### EXPLORE THE MATERIAL
[a] Answer these questions about the passage on piping plover research:
(i) How many years of research did the study involve?
(ii) Before Fraser's study, what did managers commonly focus on when protecting plovers?
(iii) Which two actions does the data prove significant to preserving the species?
[b] Can you duplicate everything in the piping plover passage from "According to Cohen, the" down to "the plovers’ needs."?

### PASSAGE TO READ
-- Opening Marker --

Cohen’s analysis has greatly impacted piping plover management and conservation. Possibly the study’s most significant outcome was the reliable data it generated, which managers can offer as evidence in management cases that go to court. “Sometimes you feel like you’re proving the obvious,” Cohen admits, “but in legal arguments, suddenly ‘everybody knows’ isn’t good enough.” Trustworthy data is necessary to legally justify controversial management actions, and in the case of piping plovers, such conflict happens frequently. Both humans and plovers prize the same beachfront habitats. Fortunately for piping plover managers, the study’s 12 years of carefully analyzed research has gone a long way toward quantifying important elements of the plovers’ habitat needs. The data proves the significance of intertidal flat preservation and predator trapping to preserving the species, and it will enable managers to defend such actions in court.
According to Cohen, the research has also helped to “get the importance of intertidal flats into the general consciousness of managers.” Prior to Fraser’s study, managers commonly focused on protecting sand areas for plovers without considering the sand’s proximity to foraging areas. The data help managers to consider a more complete picture of the plovers’ needs.

-- Closing Marker --

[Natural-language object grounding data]
-- Opening Marker --

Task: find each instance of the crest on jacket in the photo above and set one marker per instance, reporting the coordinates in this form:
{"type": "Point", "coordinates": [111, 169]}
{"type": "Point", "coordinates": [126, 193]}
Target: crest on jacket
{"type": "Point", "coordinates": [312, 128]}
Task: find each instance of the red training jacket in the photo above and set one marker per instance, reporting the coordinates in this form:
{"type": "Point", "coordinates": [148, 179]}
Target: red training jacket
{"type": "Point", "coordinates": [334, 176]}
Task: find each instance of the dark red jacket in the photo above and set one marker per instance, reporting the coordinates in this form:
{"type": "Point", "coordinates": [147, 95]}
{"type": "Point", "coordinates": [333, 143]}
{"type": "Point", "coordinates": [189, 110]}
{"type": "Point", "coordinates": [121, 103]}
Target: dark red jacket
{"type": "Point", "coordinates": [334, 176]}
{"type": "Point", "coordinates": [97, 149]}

-- Closing Marker --

### RESPONSES
[a]
(i) 12 years
(ii) Protecting sand areas for plovers, without considering how close the sand was to foraging areas
(iii) Intertidal flat preservation and predator trapping

[b]
According to Cohen, the research has also helped to “get the importance of intertidal flats into the general consciousness of managers.” Prior to Fraser’s study, managers commonly focused on protecting sand areas for plovers without considering the sand’s proximity to foraging areas. The data help managers to consider a more complete picture of the plovers’ needs.